_What to do:_
Since pictures are not wanted in the copy, output only the rest of each record exactly.

* * *

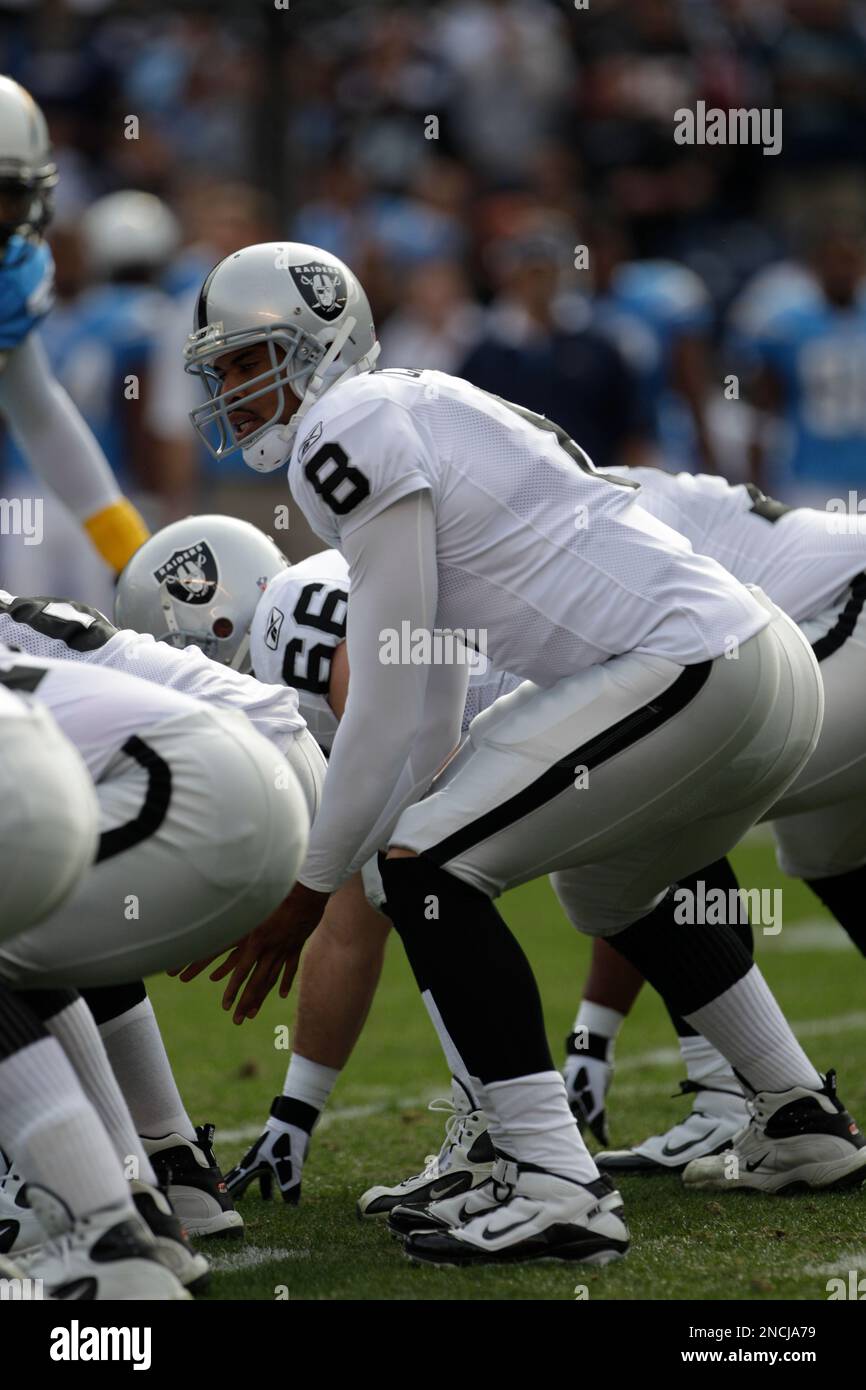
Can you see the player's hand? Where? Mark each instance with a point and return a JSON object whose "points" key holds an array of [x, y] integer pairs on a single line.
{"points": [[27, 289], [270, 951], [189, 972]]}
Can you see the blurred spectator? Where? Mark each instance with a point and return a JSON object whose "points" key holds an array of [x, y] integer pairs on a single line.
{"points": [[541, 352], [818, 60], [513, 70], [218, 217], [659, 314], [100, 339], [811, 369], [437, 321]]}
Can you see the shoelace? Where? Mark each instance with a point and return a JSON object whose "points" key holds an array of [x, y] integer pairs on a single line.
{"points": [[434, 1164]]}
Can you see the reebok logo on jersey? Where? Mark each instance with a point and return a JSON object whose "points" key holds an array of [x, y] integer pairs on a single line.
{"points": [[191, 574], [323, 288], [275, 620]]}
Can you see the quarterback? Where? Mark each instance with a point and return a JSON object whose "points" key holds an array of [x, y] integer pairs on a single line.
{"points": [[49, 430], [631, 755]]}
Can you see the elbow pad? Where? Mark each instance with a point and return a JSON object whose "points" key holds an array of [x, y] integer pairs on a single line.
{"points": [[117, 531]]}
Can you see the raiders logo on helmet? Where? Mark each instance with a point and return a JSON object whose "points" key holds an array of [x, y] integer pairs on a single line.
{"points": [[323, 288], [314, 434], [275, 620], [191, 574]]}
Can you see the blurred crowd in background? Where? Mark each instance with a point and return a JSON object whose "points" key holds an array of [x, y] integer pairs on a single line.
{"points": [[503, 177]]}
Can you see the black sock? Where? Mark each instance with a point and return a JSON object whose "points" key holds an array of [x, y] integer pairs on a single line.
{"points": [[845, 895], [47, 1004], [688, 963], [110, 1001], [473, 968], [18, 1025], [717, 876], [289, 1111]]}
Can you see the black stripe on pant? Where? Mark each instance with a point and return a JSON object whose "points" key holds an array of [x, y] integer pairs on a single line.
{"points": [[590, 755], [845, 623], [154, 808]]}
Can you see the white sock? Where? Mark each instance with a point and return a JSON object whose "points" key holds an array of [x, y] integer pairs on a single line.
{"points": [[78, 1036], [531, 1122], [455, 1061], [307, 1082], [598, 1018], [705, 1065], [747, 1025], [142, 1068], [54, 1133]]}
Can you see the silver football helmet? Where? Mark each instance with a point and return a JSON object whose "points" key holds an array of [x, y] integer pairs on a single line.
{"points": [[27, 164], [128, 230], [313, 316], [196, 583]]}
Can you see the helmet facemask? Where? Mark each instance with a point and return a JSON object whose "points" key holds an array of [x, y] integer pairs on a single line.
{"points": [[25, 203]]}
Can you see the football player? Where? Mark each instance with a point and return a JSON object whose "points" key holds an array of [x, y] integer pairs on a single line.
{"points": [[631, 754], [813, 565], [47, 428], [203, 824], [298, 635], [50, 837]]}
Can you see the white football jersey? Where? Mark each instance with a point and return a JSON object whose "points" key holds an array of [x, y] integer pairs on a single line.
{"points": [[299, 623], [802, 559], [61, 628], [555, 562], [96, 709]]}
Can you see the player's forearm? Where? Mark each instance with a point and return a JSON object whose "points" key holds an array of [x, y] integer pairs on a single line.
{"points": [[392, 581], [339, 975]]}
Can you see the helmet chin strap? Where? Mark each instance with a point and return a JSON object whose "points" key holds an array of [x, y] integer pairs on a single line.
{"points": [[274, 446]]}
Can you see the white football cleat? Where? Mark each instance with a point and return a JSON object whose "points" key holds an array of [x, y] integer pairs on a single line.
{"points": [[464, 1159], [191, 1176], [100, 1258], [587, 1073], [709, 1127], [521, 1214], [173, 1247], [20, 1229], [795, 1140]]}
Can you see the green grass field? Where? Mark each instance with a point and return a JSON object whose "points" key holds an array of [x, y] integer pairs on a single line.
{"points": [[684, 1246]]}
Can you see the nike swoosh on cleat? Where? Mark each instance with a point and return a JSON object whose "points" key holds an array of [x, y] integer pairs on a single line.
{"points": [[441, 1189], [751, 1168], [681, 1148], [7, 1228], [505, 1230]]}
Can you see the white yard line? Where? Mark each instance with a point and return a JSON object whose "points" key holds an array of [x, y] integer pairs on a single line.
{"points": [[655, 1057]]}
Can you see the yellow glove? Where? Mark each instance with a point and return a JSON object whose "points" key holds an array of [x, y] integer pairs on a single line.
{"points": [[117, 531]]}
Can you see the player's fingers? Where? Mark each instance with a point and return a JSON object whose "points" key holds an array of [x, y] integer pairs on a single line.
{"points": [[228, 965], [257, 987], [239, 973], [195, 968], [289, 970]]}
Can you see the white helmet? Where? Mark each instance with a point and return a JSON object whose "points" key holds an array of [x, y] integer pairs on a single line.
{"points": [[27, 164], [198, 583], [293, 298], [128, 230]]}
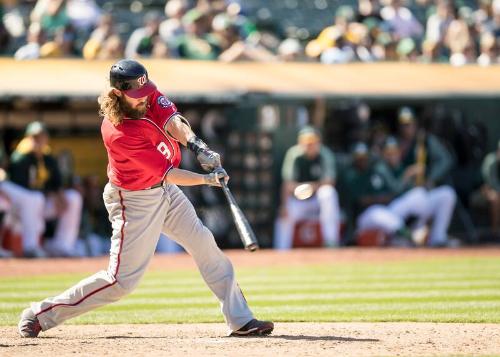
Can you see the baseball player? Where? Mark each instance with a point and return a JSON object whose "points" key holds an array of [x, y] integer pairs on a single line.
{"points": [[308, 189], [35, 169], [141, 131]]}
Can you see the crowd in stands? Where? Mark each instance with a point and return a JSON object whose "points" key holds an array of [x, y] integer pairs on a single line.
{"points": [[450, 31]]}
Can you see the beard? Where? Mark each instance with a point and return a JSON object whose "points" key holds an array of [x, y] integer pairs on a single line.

* * *

_Output of the exercise:_
Can you see the player's hand? Where? Mark each instance with a point and return a JSON object whose "points" key holds an array of [x, y] integer pairs on a single line.
{"points": [[27, 289], [270, 951], [189, 972]]}
Can you see the blurred spectator? Where? Mark each instance with a point and return a JSON object whose "points" key holds an array of [x, y] integer pairs on a single line.
{"points": [[541, 352], [818, 60], [513, 70], [218, 217], [659, 314], [100, 339], [811, 369], [437, 321]]}
Can you see the shoelace? Where? Mark each instance with a point and return a JSON object whose "points" key holds an array of [x, y] integer pairs on a single line.
{"points": [[434, 1164]]}
Can you see the reebok logo on jersey? Where? Mark each instance with a point and return a JSON object whose "points" key holds an array of [x, y] integer pairs on a single line.
{"points": [[191, 574], [323, 288], [275, 620]]}
Can you see the quarterback? Where? Mark each instance with a point and return a JSON object whose "points" key holds an array of [x, y] integer pairs on a single line.
{"points": [[49, 430], [631, 755]]}
Can you see the elbow pad? Where? Mark each instance with a point and return a JSON object whose "points" key holds an array of [x, y] integer pairs on a single line.
{"points": [[117, 531]]}
Can you see the raiders logo on helmet? Where? Mark each instance with a point and return a JSON object whose "points" key holds an array of [x, y] integer pairs on a single line.
{"points": [[323, 288], [314, 434], [275, 620], [191, 574]]}
Can you see the blurred crowd in background? Where? Mark each instance with a point and return a JSON object whose "points" key holds an array of [x, y] integer pairs on a single line.
{"points": [[503, 177]]}
Can you see the black sock? Where? Mark each instance with a point and return a JSON object whose "points" key holds an array of [x, y] integer pairs on a single line.
{"points": [[845, 895], [47, 1004], [688, 963], [110, 1001], [473, 968], [18, 1025], [717, 876], [289, 1111]]}
Can you see the black stripe on pant? Where? Mark each instance with a point and return a JSON object whose "points" key holds an array of [x, y] integer pairs on a single line.
{"points": [[590, 755], [845, 623], [154, 808]]}
Can you see the white sock? Where? Mark each instance with a point and return a JSON object whose "points" key holds an array of [x, y] integer pairs on a single line.
{"points": [[78, 1036], [531, 1122], [455, 1061], [307, 1082], [598, 1018], [705, 1065], [747, 1025], [142, 1068], [54, 1133]]}
Can you see the silver football helmet? Where? Mark each instance with a point and return a JSON object whose "points" key holds an array of [x, y] integer pairs on a single line.
{"points": [[27, 164], [128, 230], [313, 316], [196, 583]]}
Can you see the helmet facemask? Where? Mark each instance with a point and return a JSON object whose "points" key holds an array of [x, y] integer pairs on a single line.
{"points": [[25, 203]]}
Can you see the football player? Where? Mark each instance with a point and return a JSON object whose "points" key holds an array of [x, y] integer pairs on a single line.
{"points": [[631, 754], [813, 565], [47, 428], [203, 824], [298, 635], [50, 837]]}
Can you see the white football jersey? Where? Mark each instance with a point and return a JSON object whose "points" key holds an array of [x, y] integer pairs on a single line.
{"points": [[299, 623], [802, 559], [61, 628], [555, 562], [96, 709]]}
Can you see the player's forearm? Where? Mark each instance with a point and return a JSON object whose "points" key holds an array of [x, y] integer pairs on a single line.
{"points": [[392, 581], [339, 975]]}
Can you see the helmet chin strap? Where? Mark each instance with a point and return a JSON object whose "points" key holds an array of [x, y] integer pairs on a single line.
{"points": [[274, 446]]}
Can you see the white football cleat? Where? Mark each instance with a point and return a JSON object whose "points" key holds an array of [x, y] integer pairs on a single line.
{"points": [[464, 1159], [191, 1176], [100, 1258], [587, 1073], [709, 1127], [521, 1214], [173, 1247], [20, 1229], [795, 1140]]}
Can you see the green grass field? Where? Mark each instance with a point and return a JSON object whose "points" key holds an array of [x, y] integer pairs on a single line.
{"points": [[684, 1246]]}
Can you see the nike swoosh on cleat? Where? Mark each instance with a point and return a JSON object whose "points" key holds an array of [x, y] integer pairs on a single line.
{"points": [[441, 1189], [751, 1168], [681, 1148], [7, 1228], [505, 1230]]}
Can you see the white yard line? Where? Mark each instance with a point and return a JSON object whose "points" key holds an array of [x, y] integer pairs on a single line.
{"points": [[655, 1057]]}
Can you see the yellow glove? Where? Mark each instance with a point and return a JSON object whose "points" key holds an array of [x, y] integer pairs on a single line.
{"points": [[117, 531]]}
Can you see the player's fingers? Where? Mark each instance with a point and return a JSON object whose "points" key holds an array of [x, y] integer pairs on a single line.
{"points": [[228, 965], [257, 987], [239, 973], [195, 968], [289, 970]]}
Can you see the white helmet? Where? Mark each instance with a point and return a JSON object whose "points" key holds an array of [x, y] integer pairs on a single line.
{"points": [[27, 164], [198, 583], [293, 298], [128, 230]]}
Can you see the baseball player? Where? Mark each instance with a point and return a JSON object whose "points" key holds an array of [x, y] integer pairs on a single line.
{"points": [[308, 189], [35, 169], [141, 131]]}
Can you see the crowd in stands? Where? Mark each instance with a point and return a JSON object whose "points" key holds an array of [x, y] integer pairs on a single line.
{"points": [[450, 31]]}
Can you see the beard? Where? Mark each instance with a point and return a JSON object whose "points" key holds an array of [x, y] integer pairs on a single line.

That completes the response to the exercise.